TASKS AND EXERCISES:
• a. In the abstract on in-hospital cardiac arrest in Piedmont, how many hospitals and patients does the 2013 study cover?
• b. Extend the abstract on in-hospital cardiac arrest in Piedmont, starting after its final sentence.

TEXT UNDER STUDY:
= = = = =

- Poster presentation
In-hospital cardiac arrest in piedmont (ITALY): epidemiology and outcomes
Intensive Care Medicine Experimentalvolume 3, Article number: A197 (2015)
Hospitals situated in the Piedmont Region (Italy) have systematically collected data on in-hospital cardiac arrest (IHCA) since 2012. This activity has been established as part of the Regional Guidelines for the continuous quality improvement of the in-hospital emergency. Those guidelines and improvement strategies are coordinated by the Scientific Committee of the Regional Board and transferred to the Monitoring Center (CdM) that takes care of the data quality control, and the preparation of an annual report.
The aim of this study is to describe the epidemiology, nature, incidence and clinical outcomes of IHCA over twelve consecutive months (January 1st to December 31st, 2013) in Piedmont Region (35 Hospitals, 618 consecutive patients). Our database analysis could be valuable for comparison/benchmarking with national and international data/standards (1).

= = = = =

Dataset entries
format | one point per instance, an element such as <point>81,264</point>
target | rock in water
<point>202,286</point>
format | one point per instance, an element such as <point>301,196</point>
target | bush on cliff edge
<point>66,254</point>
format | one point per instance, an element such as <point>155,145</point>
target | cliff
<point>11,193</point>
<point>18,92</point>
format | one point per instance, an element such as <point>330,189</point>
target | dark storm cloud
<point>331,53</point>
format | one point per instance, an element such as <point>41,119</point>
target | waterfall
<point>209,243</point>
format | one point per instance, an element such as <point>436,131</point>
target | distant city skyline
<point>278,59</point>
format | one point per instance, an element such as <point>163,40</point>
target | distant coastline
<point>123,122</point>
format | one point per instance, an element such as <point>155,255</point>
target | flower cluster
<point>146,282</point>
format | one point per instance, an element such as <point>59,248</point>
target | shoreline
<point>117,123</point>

= = = = =

ANSWERS BY TASK:
• a. 35 hospitals and 618 consecutive patients.

• b.
Systematic data collection was performed using the Italian Cardiac Arrest Register (RIAC). This is an electronic online database created by the Italian Resuscitation Council (IRC). Within the database, the 35 Piedmont hospitals form a cluster. The records were collected using the Utstein standard. Ethics approval was obtained by the local ethics review board and all patient´ information were collected anonymously and analyzed by the CdM.
The CdM reviewed over 12 months a total of 618 patients in 25 centers. The patients´ characteristics are shown in Table 1 and the outcomes in Table 2. The incidence of IHCA was 1.7/1000 admissions/year. The presenting rhythm was shockable in 23,1% and ROSC was obtained in 228 cases (41,1%). The survivors at hospital discharge were 79 (14,2% of the CPR started), 73 of those (92,4%) with good neurological outcomes (CPC 1-2). Follow-up at 6 months showed 60 patients (10,8%) are still alive.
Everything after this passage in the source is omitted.